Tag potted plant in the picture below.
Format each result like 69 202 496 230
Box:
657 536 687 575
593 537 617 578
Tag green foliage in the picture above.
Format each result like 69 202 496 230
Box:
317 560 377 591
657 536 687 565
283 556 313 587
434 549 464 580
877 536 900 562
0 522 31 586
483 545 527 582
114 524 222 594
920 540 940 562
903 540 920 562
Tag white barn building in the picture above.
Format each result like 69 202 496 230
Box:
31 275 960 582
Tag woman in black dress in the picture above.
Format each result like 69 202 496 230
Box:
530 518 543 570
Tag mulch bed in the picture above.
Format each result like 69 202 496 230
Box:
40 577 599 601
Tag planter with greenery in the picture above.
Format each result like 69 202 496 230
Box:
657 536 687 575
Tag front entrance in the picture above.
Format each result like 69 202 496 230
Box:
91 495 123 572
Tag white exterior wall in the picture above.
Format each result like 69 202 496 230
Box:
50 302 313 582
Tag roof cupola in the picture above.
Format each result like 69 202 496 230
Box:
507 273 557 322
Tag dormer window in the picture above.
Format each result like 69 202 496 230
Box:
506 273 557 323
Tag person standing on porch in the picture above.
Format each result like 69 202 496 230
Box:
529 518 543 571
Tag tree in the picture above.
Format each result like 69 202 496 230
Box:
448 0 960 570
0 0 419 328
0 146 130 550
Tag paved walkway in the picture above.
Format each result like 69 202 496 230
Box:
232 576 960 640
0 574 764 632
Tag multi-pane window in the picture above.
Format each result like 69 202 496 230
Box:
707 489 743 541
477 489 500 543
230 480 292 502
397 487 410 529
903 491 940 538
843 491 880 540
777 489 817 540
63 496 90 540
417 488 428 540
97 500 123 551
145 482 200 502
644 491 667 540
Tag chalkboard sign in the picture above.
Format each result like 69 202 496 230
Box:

WHAT THIS TASK INVOLVES:
Render all of the data above as a Markdown table with two columns, Number and Entry: each non-blank line gets its own row, numbered in order.

RESULT:
| Number | Entry |
|---|---|
| 1 | Tag potted plant in the picture below. |
| 2 | Format each result like 69 202 496 230 |
| 3 | Box: |
| 4 | 657 536 687 575 |
| 5 | 593 537 617 578 |
| 6 | Tag green foliage in the picture above. |
| 7 | Format each result like 69 202 496 230 |
| 8 | Box: |
| 9 | 317 560 377 591 |
| 10 | 657 536 687 565 |
| 11 | 283 556 313 587 |
| 12 | 434 549 464 580 |
| 13 | 877 536 900 562 |
| 14 | 0 522 31 586 |
| 15 | 483 545 527 582 |
| 16 | 114 524 222 594 |
| 17 | 920 540 940 562 |
| 18 | 903 540 920 562 |
| 19 | Tag white barn building in the picture above. |
| 20 | Format each result like 69 202 496 230 |
| 21 | Box: |
| 22 | 31 275 960 582 |
| 23 | Tag woman in black dress in the picture above. |
| 24 | Format each result like 69 202 496 230 |
| 25 | Box: |
| 26 | 530 518 543 570 |
| 27 | Tag mulch bed in the picture above. |
| 28 | Format each result like 69 202 496 230 |
| 29 | Box: |
| 30 | 40 577 599 601 |
| 31 | Tag planter with greenery in the picture above. |
| 32 | Format each result like 69 202 496 230 |
| 33 | Box: |
| 34 | 657 536 687 575 |
| 35 | Tag front entrance in the picture above. |
| 36 | Format each result like 69 202 496 230 |
| 37 | Box: |
| 38 | 91 495 123 572 |
| 39 | Tag white exterior wall in the picture above. |
| 40 | Format each result like 69 202 496 230 |
| 41 | Box: |
| 42 | 50 302 313 582 |
| 43 | Tag roof cupola in the picture above. |
| 44 | Format each result like 69 202 496 230 |
| 45 | Box: |
| 46 | 507 273 557 322 |
| 47 | Tag dormer window in the picture above. |
| 48 | Format each result like 69 202 496 230 |
| 49 | Box: |
| 50 | 506 273 557 323 |
| 51 | Tag person standing on porch in the picture above. |
| 52 | Format each result like 69 202 496 230 |
| 53 | Box: |
| 54 | 529 518 543 571 |
| 55 | Tag tree in the picture above. |
| 56 | Format each result like 69 202 496 230 |
| 57 | Box: |
| 58 | 448 0 960 570 |
| 59 | 0 0 419 328 |
| 60 | 0 146 130 550 |
| 61 | Tag paved walkway in the picture above. |
| 62 | Format each result like 69 202 496 230 |
| 63 | Box: |
| 64 | 232 576 960 640 |
| 65 | 0 574 764 632 |
| 66 | Tag multi-pane window in the picture above. |
| 67 | Format each result like 69 202 496 230 |
| 68 | Box: |
| 69 | 707 489 743 541 |
| 70 | 477 489 500 543 |
| 71 | 230 480 292 502 |
| 72 | 397 487 410 529 |
| 73 | 903 491 940 538 |
| 74 | 843 491 880 540 |
| 75 | 777 489 817 540 |
| 76 | 63 496 90 540 |
| 77 | 417 488 428 540 |
| 78 | 97 500 123 551 |
| 79 | 145 482 200 502 |
| 80 | 644 491 667 540 |
| 81 | Tag chalkboard sign in the picture above. |
| 82 | Format each result like 69 202 496 230 |
| 83 | Box: |